╔══
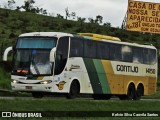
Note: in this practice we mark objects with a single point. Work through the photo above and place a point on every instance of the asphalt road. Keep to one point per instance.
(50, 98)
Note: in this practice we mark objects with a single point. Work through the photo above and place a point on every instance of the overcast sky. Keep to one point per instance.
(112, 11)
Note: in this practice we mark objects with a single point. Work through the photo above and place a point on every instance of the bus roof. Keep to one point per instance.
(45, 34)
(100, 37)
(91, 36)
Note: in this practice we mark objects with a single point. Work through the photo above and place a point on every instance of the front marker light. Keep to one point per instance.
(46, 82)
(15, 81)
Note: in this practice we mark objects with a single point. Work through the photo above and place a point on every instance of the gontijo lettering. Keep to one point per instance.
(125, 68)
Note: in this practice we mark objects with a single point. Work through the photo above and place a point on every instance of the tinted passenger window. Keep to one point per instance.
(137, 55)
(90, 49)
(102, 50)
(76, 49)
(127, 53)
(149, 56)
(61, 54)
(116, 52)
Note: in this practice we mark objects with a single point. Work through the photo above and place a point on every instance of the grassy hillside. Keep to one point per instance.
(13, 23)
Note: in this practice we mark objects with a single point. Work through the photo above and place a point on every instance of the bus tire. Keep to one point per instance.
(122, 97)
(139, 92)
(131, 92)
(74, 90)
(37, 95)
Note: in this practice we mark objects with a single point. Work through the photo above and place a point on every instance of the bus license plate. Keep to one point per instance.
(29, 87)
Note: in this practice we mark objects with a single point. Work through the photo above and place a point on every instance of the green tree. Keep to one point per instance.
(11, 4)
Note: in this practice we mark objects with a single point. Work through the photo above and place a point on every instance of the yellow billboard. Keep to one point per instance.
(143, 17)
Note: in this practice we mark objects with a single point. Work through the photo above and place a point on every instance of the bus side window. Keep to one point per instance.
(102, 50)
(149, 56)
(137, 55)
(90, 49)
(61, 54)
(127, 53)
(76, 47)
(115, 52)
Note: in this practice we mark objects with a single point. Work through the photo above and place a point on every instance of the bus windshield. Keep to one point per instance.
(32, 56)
╚══
» What the task requires:
Rewrite the stretch of records from the one containing "side window. Keep to one point per instance." through the last record, requests included, and offset both coordinates of every answer point by -134.

» Result for this exercise:
Note: in this practice we mark objects with a single point. Work through the photo above and place a point on every instance of the bus side window. Keep to one point per instance.
(-32, -84)
(15, -78)
(3, -79)
(-44, -85)
(-73, -80)
(-7, -81)
(-58, -87)
(-19, -82)
Note: in this practice we mark objects with a single point. Work through the photo above and place a point on every instance of the bus windshield. Keep to one point per instance.
(-102, -78)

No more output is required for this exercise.